START Study text

Extreme emotions can make that battle all the more perilous, yet from such trials Sunny has crafted a set of songs that draw on a range of ideas and styles, as though she's marshaling all her forces to get her ideas across: ecstatic gospel, dusty country blues, thoughtful folk, rip-roaring rock and roll, even avant garde studio experiments (like the collage of voices that closes "Shelter and Storm"). She melds them together into a powerful statement of survival, revealing a probing songwriter who indulges no comforting platitudes and a highly innovative guitarist who deploys spidery riffs throughout every song.
Thursday, February 23 - Saturday, February 25 at 7:00 PM
Thursday, February 23 - Saturday, February 25 at 9:30 PM
Joe McGinty & The Loser's Lounge are back at Joe's Pub on February 23-25 with all of the incredible songs, great performances, irreverent antics and special guests that you can only find at The Losers Lounge. For one weekend only, only at Joe's Pub.
Sunday, February 26 at 9:30 PM
"Not Looking" is a series currently in development, created by and starring Delius Doherty, Jonathan Burke, and Ahmad Maksoud. "Not Looking" centers three newly single Black and Brown gay men in New York City who make a pact to stay out of relationships for a year in order to support each other on their journeys of self-discovery. It examines themes often neglected by television: the first-generation American experience, colorism, and the nuances of racism. The series cast also includes Cameron J. Ross, Julius Chase, J. Daughtry, David J. Cork, Andrew Keenan-Bolger, Michael Mott, Caroline Bowman, David Cromer & more.

END Study text
START Available data

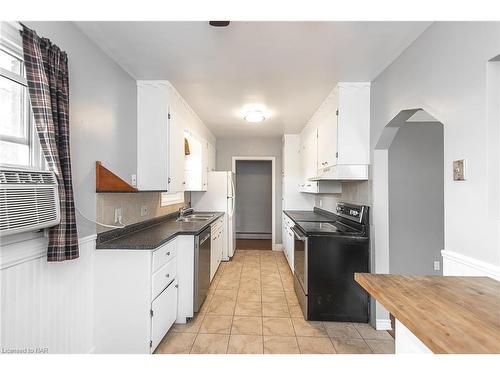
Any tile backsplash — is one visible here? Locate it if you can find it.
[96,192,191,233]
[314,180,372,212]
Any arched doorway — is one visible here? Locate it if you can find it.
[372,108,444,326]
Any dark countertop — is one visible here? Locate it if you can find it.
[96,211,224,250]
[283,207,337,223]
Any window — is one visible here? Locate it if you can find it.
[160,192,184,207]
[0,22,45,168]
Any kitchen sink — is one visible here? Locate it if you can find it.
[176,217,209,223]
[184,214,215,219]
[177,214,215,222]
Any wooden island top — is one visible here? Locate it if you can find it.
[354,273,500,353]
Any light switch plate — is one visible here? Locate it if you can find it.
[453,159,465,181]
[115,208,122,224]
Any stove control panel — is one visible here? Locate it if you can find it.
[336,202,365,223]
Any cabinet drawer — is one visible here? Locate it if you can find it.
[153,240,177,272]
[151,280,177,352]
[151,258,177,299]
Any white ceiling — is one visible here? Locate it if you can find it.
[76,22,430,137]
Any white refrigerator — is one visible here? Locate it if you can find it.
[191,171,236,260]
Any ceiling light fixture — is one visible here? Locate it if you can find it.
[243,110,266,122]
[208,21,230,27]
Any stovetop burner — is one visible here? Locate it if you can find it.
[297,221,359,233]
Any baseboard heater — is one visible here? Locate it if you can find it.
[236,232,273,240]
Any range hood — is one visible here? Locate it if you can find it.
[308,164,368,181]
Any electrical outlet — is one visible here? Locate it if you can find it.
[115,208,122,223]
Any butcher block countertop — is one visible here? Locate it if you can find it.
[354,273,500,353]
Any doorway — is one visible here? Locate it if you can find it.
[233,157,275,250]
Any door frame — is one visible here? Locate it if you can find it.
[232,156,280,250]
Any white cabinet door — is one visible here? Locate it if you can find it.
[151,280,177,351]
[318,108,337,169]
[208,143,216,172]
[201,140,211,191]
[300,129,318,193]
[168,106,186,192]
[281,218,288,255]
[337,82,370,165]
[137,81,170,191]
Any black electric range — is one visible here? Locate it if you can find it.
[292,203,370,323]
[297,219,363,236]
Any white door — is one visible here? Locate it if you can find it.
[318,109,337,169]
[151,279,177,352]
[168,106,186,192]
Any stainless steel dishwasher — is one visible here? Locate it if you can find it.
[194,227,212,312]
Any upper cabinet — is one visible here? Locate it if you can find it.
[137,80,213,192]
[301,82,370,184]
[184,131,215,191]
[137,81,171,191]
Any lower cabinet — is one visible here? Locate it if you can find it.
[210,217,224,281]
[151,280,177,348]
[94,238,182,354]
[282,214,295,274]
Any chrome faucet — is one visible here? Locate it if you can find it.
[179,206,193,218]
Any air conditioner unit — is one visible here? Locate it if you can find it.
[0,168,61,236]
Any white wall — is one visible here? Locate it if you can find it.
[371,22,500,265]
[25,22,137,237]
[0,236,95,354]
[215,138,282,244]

END Available data
START Available data

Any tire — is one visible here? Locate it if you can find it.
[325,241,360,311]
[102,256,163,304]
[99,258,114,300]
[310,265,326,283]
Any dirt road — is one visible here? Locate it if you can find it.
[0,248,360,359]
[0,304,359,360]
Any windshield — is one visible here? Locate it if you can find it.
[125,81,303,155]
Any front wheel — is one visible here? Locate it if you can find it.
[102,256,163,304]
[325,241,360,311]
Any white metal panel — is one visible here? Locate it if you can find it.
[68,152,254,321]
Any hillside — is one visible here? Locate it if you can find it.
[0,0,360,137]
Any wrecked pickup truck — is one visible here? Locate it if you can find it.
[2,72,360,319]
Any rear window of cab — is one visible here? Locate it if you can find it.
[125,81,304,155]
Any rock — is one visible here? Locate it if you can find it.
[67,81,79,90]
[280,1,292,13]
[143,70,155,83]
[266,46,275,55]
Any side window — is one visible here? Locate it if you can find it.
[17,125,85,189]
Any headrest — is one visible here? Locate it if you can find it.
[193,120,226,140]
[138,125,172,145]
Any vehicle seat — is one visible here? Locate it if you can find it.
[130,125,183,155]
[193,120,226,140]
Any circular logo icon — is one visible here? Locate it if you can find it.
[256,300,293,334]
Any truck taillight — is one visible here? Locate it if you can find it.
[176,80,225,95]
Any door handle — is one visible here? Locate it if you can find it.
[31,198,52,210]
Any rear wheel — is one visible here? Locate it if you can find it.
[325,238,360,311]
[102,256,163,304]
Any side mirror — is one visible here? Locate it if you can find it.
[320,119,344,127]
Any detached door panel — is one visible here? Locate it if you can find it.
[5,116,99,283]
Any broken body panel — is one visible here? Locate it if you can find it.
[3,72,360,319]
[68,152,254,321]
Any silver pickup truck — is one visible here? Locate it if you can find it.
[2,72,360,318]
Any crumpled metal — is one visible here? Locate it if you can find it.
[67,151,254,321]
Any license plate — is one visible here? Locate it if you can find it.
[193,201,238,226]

END Available data

* _Exercise requirements_
(1) Copy the Joe's Pub listings word for word from "Sunday, February 26" to "Cromer & more.".
(2) Extend the Joe's Pub listings past their final sentence.

* _Answers in order_
(1)
Sunday, February 26 at 9:30 PM
"Not Looking" is a series currently in development, created by and starring Delius Doherty, Jonathan Burke, and Ahmad Maksoud. "Not Looking" centers three newly single Black and Brown gay men in New York City who make a pact to stay out of relationships for a year in order to support each other on their journeys of self-discovery. It examines themes often neglected by television: the first-generation American experience, colorism, and the nuances of racism. The series cast also includes Cameron J. Ross, Julius Chase, J. Daughtry, David J. Cork, Andrew Keenan-Bolger, Michael Mott, Caroline Bowman, David Cromer & more.

(2)
JOE'S PUB, a program of The Public Theater, was named for Public Theater founder Joseph Papp. Since it opened in 1998, Joe's Pub has played a vital role in The Public's mission of supporting artists at all stages of their careers with an intimate space to perform and develop new work. Joe's Pub presents the best in live music and performance nightly, continuing its commitment to diversity, production values, community, and artistic freedom. In addition to one-night-only concerts and multi-night engagements, Joe's Pub is home to the annual Habibi Festival, which hosts artists representing contemporary and traditional music of the SWANA (Southwest Asia/North Africa) region, and The Vanguard Award & Residency, a yearlong curation series that celebrates the career, and community, of a prolific and influential artist-including Nona Hendryx, Judy Collins, Laurie Anderson, and Barbara Maier Gustern. With its intimate atmosphere and superior acoustics, Joe's Pub presents over 700 shows featuring artists from all over the world and hosts over 100,000 audience members annually. Beyond public performances, Joe's Pub also leads artist development programs like New York Voices, a commissioning program that helps musicians develop new performance projects, and Joe's Pub Working Group, an artist-led development and collaboration cohort. Current commissioned artists include Daniel J. Watts & Nick Blaemire, Liza Paul & Bahia Watson, Sunny Jain, Vuyo Sotashe & Chris Pattishall, and treya lam. Joe's Pub is supported in part by an American Rescue Plan Act grant from the National Endowment for the Arts to support general operating expenses in response to the COVID-19 pandemic.